__Objetivo do exercício__: Por favor, informe qual percentual dos jovens de 16 a 26 anos se declara propenso a buscar carreiras militares, segundo o texto sobre a pesquisa com jovens brasileiros.

__Trecho do documento__:
==============================
Por falta de oportunidades, metade dos jovens brasileiros considera tentar carreiras militares, revela estudo realizado em parceria com a UFMG

Crise social e econômica pode explicar resultados obtidos em pesquisa que une UFMG, Universidade de Oxford, UFPE, UFSCar e Cebrap

No Brasil, 43,9% dos jovens de 16 a 26 anos se declaram propensos a buscar carreiras militares. É o que mostra pesquisa realizada em outubro e novembro de 2021, com aplicação de 2.055 questionários em amostra representativa da população brasileira nessa faixa etária. As respostas mostram que o interesse é maior entre os jovens mais vulneráveis.

O levantamento foi realizado em parceria da Universidade de Oxford (Reino Unido) com as universidades federais de Minas Gerais (UFMG), São Carlos (UFSCar), Pernambuco (UFPE) e o Centro Brasileiro de Análise e Planejamento (Cebrap).

Valéria Cristina de Oliveira, professora da Faculdade de Educação (FaE) da UFMG e uma das autoras da pesquisa, ressalta que aspectos estruturais relacionados à situação socioeconômica brasileira reduzem as alternativas para os jovens de classes menos favorecidas. “Os resultados indicam que esses fatores têm influência maior que um pensamento conservador e militarista estimulado pelo grupo político atualmente no governo, por exemplo. Mas também estamos interessados em saber mais sobre um possível interesse específico nas carreiras relacionadas à segurança pública”, explica a pesquisadora, que atua  no Centro de Estudos de Criminalidade e Segurança Pública (Crisp) da Universidade.

Um questionário composto de 58 itens foi aplicado, via internet. Os jovens participantes são de todas as regiões brasileiras, e o survey tem intervalo de confiança de 95% e erro máximo de 2,2%. As questões são vinculadas a oito categorias de análise: propensão a buscar as carreiras militares, percepções sobre essas carreiras, associação a visões e atitudes conservadoras, habilidades e aspirações de trabalho, percepções do mercado de trabalho, perfil sociodemográfico, contexto familiar e trajetória escolar e na carreira.
==============================
__Registros fornecidos__:
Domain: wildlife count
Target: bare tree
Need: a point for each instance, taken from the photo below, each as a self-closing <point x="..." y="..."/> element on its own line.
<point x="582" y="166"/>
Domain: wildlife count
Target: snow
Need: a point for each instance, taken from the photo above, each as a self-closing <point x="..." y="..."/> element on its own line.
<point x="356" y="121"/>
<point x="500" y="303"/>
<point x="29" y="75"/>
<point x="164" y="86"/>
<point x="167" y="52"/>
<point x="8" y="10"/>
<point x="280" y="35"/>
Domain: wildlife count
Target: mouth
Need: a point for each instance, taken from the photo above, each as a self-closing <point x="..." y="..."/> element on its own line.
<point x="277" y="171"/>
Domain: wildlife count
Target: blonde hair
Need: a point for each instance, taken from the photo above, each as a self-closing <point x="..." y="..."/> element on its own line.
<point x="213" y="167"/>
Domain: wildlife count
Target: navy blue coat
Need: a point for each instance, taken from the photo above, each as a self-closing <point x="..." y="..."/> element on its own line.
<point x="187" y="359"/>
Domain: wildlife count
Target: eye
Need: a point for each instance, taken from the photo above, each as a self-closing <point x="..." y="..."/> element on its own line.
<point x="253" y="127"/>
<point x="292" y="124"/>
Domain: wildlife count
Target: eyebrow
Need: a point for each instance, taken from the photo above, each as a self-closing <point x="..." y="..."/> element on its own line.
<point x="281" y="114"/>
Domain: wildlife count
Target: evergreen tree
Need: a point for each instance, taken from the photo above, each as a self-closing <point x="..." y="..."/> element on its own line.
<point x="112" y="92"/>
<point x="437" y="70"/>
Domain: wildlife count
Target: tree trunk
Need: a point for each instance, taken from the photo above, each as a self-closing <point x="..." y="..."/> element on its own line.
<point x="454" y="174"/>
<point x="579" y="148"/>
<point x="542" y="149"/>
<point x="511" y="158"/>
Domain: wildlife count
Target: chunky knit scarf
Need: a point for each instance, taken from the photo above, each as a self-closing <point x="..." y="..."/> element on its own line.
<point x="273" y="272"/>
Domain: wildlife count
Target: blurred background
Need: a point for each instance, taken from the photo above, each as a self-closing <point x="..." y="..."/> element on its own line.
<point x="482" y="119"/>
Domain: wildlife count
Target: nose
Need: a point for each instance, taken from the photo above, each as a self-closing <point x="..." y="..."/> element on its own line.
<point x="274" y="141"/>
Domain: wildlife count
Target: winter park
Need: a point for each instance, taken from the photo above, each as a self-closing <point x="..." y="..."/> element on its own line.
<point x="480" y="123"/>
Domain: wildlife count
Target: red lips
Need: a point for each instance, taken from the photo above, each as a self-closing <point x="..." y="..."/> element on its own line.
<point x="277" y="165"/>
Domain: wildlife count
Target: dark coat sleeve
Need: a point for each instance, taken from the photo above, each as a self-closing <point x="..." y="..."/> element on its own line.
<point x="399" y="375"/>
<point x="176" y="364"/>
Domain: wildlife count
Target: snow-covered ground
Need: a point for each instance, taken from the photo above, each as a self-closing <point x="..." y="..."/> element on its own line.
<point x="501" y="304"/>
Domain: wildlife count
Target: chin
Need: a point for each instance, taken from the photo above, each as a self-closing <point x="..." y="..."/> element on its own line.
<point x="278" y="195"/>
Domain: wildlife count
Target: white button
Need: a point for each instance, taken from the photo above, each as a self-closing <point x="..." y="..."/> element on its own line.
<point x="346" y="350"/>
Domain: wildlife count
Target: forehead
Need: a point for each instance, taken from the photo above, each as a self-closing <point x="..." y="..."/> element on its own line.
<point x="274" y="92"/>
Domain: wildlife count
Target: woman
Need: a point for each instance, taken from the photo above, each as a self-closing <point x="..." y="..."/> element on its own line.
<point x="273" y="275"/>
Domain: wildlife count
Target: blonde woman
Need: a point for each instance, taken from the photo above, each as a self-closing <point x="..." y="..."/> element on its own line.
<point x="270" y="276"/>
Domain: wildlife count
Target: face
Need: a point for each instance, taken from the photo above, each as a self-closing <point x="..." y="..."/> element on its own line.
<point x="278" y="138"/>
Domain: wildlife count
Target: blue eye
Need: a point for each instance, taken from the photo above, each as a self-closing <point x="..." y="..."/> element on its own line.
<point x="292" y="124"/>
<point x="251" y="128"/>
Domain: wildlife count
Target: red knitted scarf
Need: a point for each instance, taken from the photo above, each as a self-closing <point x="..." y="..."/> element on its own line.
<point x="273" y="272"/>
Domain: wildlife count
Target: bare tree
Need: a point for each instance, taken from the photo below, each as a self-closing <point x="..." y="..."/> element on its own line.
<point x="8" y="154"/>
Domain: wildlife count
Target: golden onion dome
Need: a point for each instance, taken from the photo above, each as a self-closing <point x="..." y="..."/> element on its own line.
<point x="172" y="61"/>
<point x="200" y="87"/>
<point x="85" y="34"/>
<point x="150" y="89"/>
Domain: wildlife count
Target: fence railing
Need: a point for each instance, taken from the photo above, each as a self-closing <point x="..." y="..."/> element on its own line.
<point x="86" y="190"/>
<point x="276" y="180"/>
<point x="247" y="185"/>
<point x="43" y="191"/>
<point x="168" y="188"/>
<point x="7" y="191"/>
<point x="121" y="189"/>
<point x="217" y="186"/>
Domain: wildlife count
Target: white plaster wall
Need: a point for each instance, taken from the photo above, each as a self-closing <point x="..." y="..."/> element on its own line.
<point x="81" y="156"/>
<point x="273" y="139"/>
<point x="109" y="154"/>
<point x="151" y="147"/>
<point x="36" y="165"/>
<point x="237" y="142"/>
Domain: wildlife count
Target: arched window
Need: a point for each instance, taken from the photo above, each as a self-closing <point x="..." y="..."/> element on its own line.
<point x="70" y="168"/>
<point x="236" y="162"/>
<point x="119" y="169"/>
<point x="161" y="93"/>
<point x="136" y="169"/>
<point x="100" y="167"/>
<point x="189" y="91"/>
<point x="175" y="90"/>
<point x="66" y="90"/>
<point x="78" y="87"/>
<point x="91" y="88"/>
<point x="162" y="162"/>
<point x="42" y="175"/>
==============================
__Resposta escrita__: 43,9% dos jovens de 16 a 26 anos.